▸ **PROVIDED DATA**:
##########
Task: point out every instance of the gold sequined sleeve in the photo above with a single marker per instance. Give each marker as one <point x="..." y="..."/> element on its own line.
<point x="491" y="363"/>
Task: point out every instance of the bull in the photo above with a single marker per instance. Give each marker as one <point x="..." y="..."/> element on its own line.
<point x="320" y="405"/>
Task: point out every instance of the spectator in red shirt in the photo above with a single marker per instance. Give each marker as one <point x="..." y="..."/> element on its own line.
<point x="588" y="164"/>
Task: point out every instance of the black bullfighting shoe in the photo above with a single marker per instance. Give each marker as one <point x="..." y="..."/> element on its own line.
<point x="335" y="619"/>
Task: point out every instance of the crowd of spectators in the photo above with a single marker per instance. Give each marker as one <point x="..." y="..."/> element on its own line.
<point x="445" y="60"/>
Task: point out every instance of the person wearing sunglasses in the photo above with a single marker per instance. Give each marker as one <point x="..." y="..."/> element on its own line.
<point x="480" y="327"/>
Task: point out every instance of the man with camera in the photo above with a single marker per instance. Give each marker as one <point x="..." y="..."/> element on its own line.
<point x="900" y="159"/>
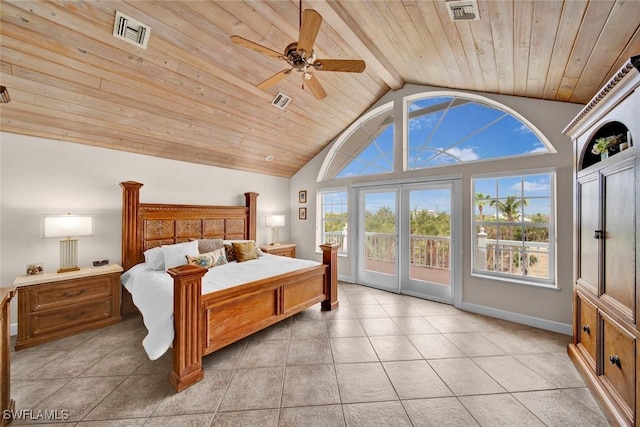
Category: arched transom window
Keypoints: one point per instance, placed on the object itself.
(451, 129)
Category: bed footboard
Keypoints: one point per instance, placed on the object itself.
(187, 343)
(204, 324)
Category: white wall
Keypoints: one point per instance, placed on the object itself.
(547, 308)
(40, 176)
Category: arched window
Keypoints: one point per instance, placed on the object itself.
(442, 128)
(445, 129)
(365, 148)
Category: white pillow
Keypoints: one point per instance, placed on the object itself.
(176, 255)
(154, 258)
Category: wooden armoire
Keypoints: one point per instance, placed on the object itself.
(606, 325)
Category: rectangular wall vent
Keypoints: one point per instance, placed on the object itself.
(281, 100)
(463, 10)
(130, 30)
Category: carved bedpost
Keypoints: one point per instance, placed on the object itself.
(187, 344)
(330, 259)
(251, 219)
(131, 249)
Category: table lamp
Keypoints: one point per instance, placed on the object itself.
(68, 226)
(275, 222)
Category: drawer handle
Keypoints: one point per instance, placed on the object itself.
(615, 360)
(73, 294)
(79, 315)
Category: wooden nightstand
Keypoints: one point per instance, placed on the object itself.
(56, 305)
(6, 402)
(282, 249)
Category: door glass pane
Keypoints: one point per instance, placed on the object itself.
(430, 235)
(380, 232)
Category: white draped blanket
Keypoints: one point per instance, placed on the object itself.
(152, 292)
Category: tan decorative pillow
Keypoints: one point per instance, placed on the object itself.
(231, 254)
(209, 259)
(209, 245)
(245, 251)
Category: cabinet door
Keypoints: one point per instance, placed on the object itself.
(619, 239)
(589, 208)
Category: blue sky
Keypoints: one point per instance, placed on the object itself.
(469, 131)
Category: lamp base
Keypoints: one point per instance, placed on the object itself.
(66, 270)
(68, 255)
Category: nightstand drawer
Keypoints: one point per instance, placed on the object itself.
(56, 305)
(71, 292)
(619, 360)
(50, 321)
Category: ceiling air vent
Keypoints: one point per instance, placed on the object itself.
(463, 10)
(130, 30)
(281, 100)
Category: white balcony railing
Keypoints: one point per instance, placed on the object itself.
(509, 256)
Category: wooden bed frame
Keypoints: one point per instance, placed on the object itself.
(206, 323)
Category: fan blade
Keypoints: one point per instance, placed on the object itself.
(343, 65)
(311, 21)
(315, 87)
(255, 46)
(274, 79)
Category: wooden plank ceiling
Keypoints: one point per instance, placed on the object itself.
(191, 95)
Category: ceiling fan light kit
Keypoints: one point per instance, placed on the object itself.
##########
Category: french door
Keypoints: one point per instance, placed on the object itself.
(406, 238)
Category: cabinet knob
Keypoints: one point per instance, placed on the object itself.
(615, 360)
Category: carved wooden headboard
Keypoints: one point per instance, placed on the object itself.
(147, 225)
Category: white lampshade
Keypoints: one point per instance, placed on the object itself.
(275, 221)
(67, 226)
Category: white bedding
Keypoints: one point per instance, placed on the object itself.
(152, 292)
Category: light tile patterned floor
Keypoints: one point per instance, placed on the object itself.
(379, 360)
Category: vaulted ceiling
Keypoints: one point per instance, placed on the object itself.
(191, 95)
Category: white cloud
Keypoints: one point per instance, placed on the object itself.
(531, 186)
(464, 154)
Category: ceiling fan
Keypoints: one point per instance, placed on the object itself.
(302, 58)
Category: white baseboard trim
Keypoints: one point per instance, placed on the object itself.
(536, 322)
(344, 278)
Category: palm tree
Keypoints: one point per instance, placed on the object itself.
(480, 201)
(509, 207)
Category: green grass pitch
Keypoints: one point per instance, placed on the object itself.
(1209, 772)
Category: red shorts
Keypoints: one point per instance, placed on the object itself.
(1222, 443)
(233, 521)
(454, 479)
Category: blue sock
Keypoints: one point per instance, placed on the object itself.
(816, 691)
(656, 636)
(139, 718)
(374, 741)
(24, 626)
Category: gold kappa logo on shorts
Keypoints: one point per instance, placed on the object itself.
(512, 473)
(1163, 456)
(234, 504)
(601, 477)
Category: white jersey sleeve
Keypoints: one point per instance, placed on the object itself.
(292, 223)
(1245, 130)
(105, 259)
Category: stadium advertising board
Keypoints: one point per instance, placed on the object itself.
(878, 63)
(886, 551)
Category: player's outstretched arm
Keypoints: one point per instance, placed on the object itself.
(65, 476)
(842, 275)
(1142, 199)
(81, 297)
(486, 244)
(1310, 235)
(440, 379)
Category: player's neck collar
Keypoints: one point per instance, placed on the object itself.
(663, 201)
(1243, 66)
##########
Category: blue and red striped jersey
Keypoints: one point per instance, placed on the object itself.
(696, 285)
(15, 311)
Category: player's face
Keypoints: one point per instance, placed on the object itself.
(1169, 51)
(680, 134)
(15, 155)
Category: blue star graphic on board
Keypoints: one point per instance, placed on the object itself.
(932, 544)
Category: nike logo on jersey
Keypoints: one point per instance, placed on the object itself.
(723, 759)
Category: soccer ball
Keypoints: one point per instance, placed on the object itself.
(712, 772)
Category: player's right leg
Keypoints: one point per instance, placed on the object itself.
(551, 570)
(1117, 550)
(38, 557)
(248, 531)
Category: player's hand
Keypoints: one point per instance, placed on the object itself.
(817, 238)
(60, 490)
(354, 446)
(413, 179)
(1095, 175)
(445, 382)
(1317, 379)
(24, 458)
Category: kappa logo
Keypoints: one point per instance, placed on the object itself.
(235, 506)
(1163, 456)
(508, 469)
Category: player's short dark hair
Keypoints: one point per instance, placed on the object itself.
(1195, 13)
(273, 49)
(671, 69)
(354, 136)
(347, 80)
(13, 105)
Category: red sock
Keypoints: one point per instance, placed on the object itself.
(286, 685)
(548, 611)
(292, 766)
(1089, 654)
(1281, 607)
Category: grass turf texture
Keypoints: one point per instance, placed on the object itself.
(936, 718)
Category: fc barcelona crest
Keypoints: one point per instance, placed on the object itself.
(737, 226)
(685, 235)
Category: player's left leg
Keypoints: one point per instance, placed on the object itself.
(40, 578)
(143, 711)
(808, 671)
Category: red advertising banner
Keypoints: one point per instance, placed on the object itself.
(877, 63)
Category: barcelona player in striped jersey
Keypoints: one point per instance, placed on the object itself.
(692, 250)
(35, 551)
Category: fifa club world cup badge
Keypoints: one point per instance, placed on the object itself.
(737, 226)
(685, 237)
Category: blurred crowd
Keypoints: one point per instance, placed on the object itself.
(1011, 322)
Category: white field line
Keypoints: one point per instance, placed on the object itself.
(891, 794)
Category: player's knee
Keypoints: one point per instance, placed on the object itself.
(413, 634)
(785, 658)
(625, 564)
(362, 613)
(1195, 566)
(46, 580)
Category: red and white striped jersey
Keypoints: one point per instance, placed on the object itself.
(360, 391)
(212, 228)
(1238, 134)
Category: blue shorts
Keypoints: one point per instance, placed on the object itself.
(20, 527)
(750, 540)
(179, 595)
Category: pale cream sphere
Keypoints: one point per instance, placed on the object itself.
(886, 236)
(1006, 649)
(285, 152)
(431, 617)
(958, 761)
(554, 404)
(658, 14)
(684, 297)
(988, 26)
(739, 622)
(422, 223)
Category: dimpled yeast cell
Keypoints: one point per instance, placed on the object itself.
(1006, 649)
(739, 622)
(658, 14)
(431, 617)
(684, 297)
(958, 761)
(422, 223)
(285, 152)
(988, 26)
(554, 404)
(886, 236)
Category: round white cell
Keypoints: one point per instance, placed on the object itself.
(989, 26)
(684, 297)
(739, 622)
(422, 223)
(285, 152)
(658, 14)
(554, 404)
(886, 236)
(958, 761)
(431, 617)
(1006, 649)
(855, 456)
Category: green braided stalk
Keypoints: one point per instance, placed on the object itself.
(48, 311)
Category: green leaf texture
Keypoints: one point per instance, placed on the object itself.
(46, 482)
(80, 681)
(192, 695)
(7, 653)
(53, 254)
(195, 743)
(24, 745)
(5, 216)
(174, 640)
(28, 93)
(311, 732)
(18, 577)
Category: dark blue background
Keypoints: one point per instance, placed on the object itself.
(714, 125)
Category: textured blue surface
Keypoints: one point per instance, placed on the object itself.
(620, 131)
##########
▸ **THE TASK**:
Above are the records. Copy every line in them holding "carved".

▸ **FINISHED EXERCISE**:
Category: carved bedpost
Category: carved wooden headboard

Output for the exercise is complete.